→ Estratto:
↓↓↓
Rispetto al mercato dell’arte penso che sia necessario creare uno spostamento radicale. La ricerca di molti giovani artisti è destinata spesso ad un nuovo tipo di fruizione, più fresca ed immediata. Pertanto la loro produzione non è adatta al collezionismo elitario che segue il tradizionale circuito galleristico, Dunque è necessario ipotizzare nuovi canali di vendita.
– Tu ci campi ? se no come provvedi ad arrotondare il bilancio ?
– Dato per scontato che già campare è una fortuna, posso dire che attualmente riesco più o meno a camparci. Tuttavia per arrotondare lavoro come graphic designer e art director.
– Tornando alla tua attività, chi sono stati e chi sono tutt’ora gli artisti a cui ti ispiri ?
– Sinceramente trovo riduttivo citare qualche artista o qualche corrente artistica. Secondo me l’errore è già nella domanda: perché bisogna aspettare l’ispirazione? L’attesa è un frattempo che provoca inutili pause nel proprio lavoro. Sono questi momenti che rendono l’arte e gli artisti noiosi nei contenuti. Io suggerisco meno ispira e più azione!
– Chi è il tuo mito oggi nel mondo dell’arte ?
– Non credo nei miti. Comunque apprezzo molto Maurizio Cattelan.
– Chi vorresti diventare ? Non mi dire anche tu Banksy.
↑↑↑
→ Compiti da svolgere:
(1) Riassumi in tre frasi l'intervista riportata sopra.
(2) Riproduci il passaggio dell'intervista che comincia con "Rispetto al mercato" e finisce con "ti ispiri ?".
(3) Rispondi per favore a queste domande sull'intervista, una per riga:
(a) A quale tipo di fruizione è destinata spesso la ricerca di molti giovani artisti?
(b) Quali due lavori vengono svolti per arrotondare il bilancio?
(c) Quale artista viene indicato come molto apprezzato?

→ Informazioni riportate:
↓↓↓
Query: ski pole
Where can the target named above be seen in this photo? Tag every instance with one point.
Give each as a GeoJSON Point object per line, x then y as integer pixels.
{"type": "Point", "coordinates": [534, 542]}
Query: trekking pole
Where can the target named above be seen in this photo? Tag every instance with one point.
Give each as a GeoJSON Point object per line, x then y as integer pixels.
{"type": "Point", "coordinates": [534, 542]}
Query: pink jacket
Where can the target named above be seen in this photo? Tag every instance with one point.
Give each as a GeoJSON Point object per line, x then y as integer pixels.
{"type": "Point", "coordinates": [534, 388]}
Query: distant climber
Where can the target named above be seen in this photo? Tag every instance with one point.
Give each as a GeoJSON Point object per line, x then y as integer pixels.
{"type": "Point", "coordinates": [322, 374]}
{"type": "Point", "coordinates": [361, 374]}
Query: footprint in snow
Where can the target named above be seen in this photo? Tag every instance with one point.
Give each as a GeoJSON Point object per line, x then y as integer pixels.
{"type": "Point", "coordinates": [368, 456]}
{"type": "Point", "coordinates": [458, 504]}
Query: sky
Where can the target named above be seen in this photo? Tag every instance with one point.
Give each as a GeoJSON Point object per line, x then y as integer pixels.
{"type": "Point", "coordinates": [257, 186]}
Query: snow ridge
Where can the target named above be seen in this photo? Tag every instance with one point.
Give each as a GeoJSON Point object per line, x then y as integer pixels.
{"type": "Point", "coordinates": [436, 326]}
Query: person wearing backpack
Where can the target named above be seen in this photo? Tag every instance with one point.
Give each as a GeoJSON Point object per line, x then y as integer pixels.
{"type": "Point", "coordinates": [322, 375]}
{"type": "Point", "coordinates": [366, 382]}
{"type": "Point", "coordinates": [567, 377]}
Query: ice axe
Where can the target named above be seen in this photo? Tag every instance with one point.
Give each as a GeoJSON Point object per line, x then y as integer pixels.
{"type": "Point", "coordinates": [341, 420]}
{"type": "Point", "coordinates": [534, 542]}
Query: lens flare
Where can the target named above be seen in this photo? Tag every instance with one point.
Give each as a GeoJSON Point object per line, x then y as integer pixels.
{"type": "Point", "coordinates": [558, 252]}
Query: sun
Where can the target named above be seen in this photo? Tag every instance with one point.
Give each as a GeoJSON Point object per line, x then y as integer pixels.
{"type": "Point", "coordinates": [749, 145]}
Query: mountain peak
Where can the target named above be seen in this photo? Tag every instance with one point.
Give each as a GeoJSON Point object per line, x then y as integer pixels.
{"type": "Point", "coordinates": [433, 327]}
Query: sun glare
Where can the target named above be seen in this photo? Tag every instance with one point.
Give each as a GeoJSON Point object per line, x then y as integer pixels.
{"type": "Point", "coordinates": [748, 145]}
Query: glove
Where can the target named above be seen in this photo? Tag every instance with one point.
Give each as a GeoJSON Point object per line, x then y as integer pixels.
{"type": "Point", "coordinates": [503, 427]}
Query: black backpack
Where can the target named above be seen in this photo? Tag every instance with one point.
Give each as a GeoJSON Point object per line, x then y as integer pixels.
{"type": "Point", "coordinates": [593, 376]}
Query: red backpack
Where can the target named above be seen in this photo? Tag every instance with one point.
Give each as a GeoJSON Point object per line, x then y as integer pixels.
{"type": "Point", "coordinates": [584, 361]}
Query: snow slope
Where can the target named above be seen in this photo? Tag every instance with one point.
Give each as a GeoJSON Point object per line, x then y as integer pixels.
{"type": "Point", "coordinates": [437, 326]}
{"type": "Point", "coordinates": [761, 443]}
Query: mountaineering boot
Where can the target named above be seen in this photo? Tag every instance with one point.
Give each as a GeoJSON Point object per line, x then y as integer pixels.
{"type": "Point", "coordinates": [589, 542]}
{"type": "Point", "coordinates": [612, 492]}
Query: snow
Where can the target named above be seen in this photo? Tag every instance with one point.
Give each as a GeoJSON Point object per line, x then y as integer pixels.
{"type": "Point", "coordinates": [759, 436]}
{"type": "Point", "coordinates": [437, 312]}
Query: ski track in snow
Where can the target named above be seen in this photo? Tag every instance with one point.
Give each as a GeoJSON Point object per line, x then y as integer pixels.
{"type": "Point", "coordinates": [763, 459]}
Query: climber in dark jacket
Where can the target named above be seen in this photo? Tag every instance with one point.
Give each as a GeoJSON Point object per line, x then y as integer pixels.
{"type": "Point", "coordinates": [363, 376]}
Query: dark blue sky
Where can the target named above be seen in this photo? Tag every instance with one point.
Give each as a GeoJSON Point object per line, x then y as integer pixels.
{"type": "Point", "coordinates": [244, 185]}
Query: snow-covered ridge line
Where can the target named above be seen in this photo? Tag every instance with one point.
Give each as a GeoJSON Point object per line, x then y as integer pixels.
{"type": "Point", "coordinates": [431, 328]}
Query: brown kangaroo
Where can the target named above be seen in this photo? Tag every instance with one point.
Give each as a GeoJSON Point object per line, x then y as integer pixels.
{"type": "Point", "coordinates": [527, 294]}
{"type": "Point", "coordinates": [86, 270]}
↑↑↑
→ Risultati per compito:
(1) Nell'intervista si sostiene che il mercato dell'arte richieda uno spostamento radicale: la produzione di molti giovani artisti, destinata a una fruizione più fresca e immediata, non è adatta al collezionismo elitario del circuito galleristico tradizionale, quindi servono nuovi canali di vendita. Chi risponde dice di riuscire più o meno a camparci e di arrotondare lavorando come graphic designer e art director. Trova riduttivo citare artisti o correnti a cui ispirarsi, perché l'attesa dell'ispirazione provoca inutili pause nel lavoro; non crede nei miti, ma apprezza molto Maurizio Cattelan.

(2)
Rispetto al mercato dell’arte penso che sia necessario creare uno spostamento radicale. La ricerca di molti giovani artisti è destinata spesso ad un nuovo tipo di fruizione, più fresca ed immediata. Pertanto la loro produzione non è adatta al collezionismo elitario che segue il tradizionale circuito galleristico, Dunque è necessario ipotizzare nuovi canali di vendita.
– Tu ci campi ? se no come provvedi ad arrotondare il bilancio ?
– Dato per scontato che già campare è una fortuna, posso dire che attualmente riesco più o meno a camparci. Tuttavia per arrotondare lavoro come graphic designer e art director.
– Tornando alla tua attività, chi sono stati e chi sono tutt’ora gli artisti a cui ti ispiri ?

(3)
(a) A un nuovo tipo di fruizione, più fresca ed immediata.
(b) Graphic designer e art director.
(c) Maurizio Cattelan.